Статья |

▼

2) Кровь помнит и знает все так же, как помнит и знает камень, кость, дерево, зверь, стихии (архетипическая концептосфера).
3) Я способен вспомнить и воссоздать все, потому что я сам есть миф и реальность, слово и поэзия, жизнь и смерть, дух и любовь (ментальная концептосфера).
Эти три (и иные
— их много) концептосферы объединяются в одну: поэзия; она всюду, и она больше всего на свете. Поэзия есть связь физического и метафизического (сверхфизического, предфизического, постфизического), или — поэзия интерфизична, как душа, сознание, язык и все, что порождается взаимосвязью этих сущностей. Мысль непростая. Ее могут оценить как эзотерическую. Какая разница? — слова здесь неточны и почти бесполезны.А. Тавров замечает, что ““Норумбега”
— переворот в современной поэзии. Вернее, во многом это вторжение поэзии в непоэзию…”. Если речь идет только о вербальном виде поэзии, то это, скорее всего, именно так. Но ежели вспомнить утверждение В.А. Жуковского о том, что Прекрасного нет, то есть его нет в мире вообще (и это при любой степени осмысленности последнего от “Принимаю тебя, принимаю” А. Блока до “На твой безумный мир / ответ один — отказ” М. Цветаевой). Думается, что Жуковский прав: и я думаю, что поэзия появляется там, где мы этого захотим. Поэзия не обязательно в ее языковом облачении и лингвистическом ограничении. Поэзия невербальная всюду: в мире, в мысли, в ощущении, в кинетике, в оптике, в звучании, в тишине и т. д. Поэзию все-таки не создают — но выжимают из языка (М. Бахтин) или извлекают ее вещество из ничего, когда ничто становится нечто. В. Месяц как раз “извлекатель”, а не “выжиматель”. Хотя и та, и другая функции не убивают друг друга (Мандельштам был одновременно и попеременно и тем, и другим). Я никогда не спорю (ни с кем) ни о жанрах, ни о методе, так как считаю, что эти форматно-функциональные категории применимы лишь в литературе, производящей продукт — текстовый продукт. Поэзия (в стихотворчестве / стихотворении, в прозе и в других языковых / текстовых поступках) — вне этих явлений. Поэзия — в Промысле: так сказалось, так говорится, так проплакалось, так вскрикнулось, так поется. В. Месяцу — так поется: от силлабо-тоники до верлибра (ритмизованного); от любви до бреда; от лепета до кошмара; от Будды до Конфуция; от индийских браминов до идеологии нефти Алексея Парщикова. Интертекстуальность — свойство вообще любого текста (ограниченное вкусом, мерой и чувством объема, то бишь талантом). “Норумбега” — интертекстуальна (внешне: чужое — текстовое) и вновь интертекстуальна (внутренне: свое в своем), и снова интер-интертекстуальна в аспектах антропопоэтическом, генетикопоэтическом и геопоэтическом (есть еще и другие, не менее важные: мнемонический, поэтологический и даже поэзиеведческий, — углубляясь в сыпучее прошлое время, В. Месяц добирается до основ двух состояний поэзии — вербального и невербального). Как это делает поэт? Вот, например, зеркальная двойчатка стихотворения и эссе “Последний огонь”.

▲

Поставленная задача A | Перепишите фрагмент статьи о поэзии, заменив «реальность» на «действительность». Начните со слов «3) Я способен» и остановитесь после слов «любовь (ментальная концептосфера).».
Поставленная задача B | Продолжите статью о поэзии, начав сразу после ее последнего предложения.

Предоставленные данные |
▼

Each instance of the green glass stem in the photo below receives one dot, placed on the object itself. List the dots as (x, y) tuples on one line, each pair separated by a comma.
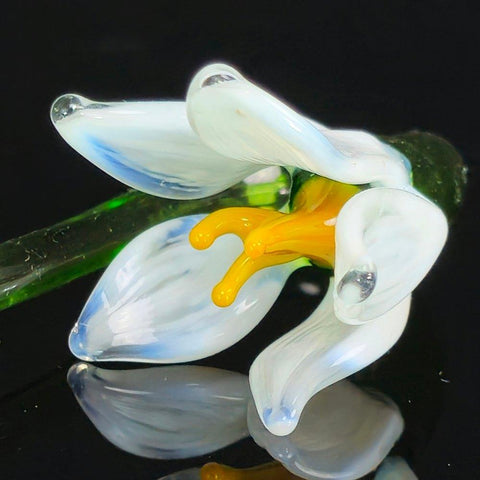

▲

Результат выполнения A |
3) Я способен вспомнить и воссоздать все, потому что я сам есть миф и действительность, слово и поэзия, жизнь и смерть, дух и любовь (ментальная концептосфера).

Результат выполнения B |
Последний огонь
Холодом сжатый колодец тепла.
Смерчем закрученная игла.
Дым, вертикально стоящий в степи,
будто огонь на цепи.
То ли душа отлетает к луне,
цепи оставив на выжженном дне.
То ли лучи бесконечных светил
упали в зиянье могил.
Всадник, чей конь переходит на шаг,
это тебе утешительный знак,
если ты встретил в заснеженной мгле
последний огонь на земле.
Зияние огня сужается, штопается холодом, снегом, тьмой
— и душа отлетает к луне… И В. Месяц в зеркальном тексте небольшого эссе говорит уже не об огне, пылающем и зияющем, а о воспоминании об огне: история огня в антропологическом, религиозном, социальном и др. аспектах (неизменно приглашая свидетеля последнего огня к чтению Вергилия, Плутарха и т.д.). В этом случае создается не столько эффект присутствия всех рядом с умирающим огнем, но, что очень важно, воспроизводится, воссоздается память об огне, память в огне и память огня: вот — свеча, горящая меж двух зеркал…Геопоэтика, хронопоэтика, мнемопоэтика, генопоэтика, вообще и в целом полипоэтика (поэтика множественная, “шаровая”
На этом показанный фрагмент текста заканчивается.